Description of the task — Drop all images and give the records again exactly.

Extracted records —
....

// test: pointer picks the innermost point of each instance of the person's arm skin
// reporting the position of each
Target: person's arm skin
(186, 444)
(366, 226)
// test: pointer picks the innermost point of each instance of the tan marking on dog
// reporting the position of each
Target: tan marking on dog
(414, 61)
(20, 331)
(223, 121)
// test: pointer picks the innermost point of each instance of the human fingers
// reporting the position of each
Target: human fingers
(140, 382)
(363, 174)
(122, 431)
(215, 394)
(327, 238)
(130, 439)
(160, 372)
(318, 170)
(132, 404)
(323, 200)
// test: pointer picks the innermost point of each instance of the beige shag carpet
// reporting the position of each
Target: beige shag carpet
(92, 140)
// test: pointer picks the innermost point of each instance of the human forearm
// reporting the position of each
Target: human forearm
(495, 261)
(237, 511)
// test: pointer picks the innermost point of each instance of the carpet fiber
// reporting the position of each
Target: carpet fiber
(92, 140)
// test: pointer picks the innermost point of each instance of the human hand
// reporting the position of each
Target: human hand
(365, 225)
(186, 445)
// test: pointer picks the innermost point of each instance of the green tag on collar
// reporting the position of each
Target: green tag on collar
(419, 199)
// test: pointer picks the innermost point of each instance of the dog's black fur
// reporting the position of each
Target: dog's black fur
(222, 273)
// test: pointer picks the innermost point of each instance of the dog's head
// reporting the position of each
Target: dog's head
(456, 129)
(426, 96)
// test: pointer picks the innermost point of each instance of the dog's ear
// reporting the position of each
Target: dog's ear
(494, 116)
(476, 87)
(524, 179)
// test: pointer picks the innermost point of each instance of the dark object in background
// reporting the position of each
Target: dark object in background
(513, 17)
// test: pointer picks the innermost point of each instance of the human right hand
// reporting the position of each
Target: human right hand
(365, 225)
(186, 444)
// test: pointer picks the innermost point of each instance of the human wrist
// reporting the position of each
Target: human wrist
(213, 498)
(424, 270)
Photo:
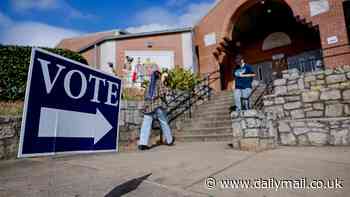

....

Problem solution —
// test: pointer picks the innermost point of each instance of the person's arm skin
// reporting the position of each
Target: person's arm skin
(186, 444)
(366, 226)
// test: pointer picks the innermost point of each instance of the tan marking on dog
// reporting the position of each
Target: tan marking on dog
(414, 61)
(20, 331)
(223, 121)
// test: pointer picks the innermost point of each instance of the human fingers
// reporting the position of each
Target: human fingers
(140, 382)
(363, 174)
(122, 431)
(215, 394)
(327, 238)
(130, 439)
(160, 372)
(318, 170)
(132, 404)
(323, 200)
// test: pointer picks the innermost point of each instance of the beige shag carpet
// reporting the position of each
Target: beige shag carpet
(92, 140)
// test: pointer picks the innermost point of each instance of the human forearm
// reporting the position of each
Target: human forearm
(495, 261)
(237, 511)
// test: pointer picks the innermost point of each instance of the carpet fiber
// reporting the position of each
Target: carpet fiber
(92, 140)
// test: pointer picks the innermost point of each instance of the human hand
// reporting the position of each
Target: human hand
(365, 225)
(186, 445)
// test: pointer picks the innermost point of each instance of the green tag on collar
// reporting the position of each
Target: green tag on collar
(419, 199)
// test: pointer picks the innermost point of each instance of the dog's black fur
// reporting the position of each
Target: dog's black fur
(222, 273)
// test: pointer picks the innermost point of each instance of the dog's head
// reporting the position of each
Target: dog's head
(456, 129)
(426, 96)
// test: pointer picks the innermost point of each instance of the dog's ear
// reporting the position of each
Target: dog's ear
(494, 116)
(476, 87)
(524, 179)
// test: pointer picks the innermost point of each instance of the dark object in background
// reporting the position of each
Target: dark object in background
(513, 17)
// test: pointer picks the innermost point of each instance of the human right hand
// reporting the position of each
Target: human right hand
(365, 225)
(186, 444)
// test: pointer picks the innermost point of each instance of the human wrist
// reporting the position of each
Target: human wrist
(213, 498)
(424, 270)
Photo:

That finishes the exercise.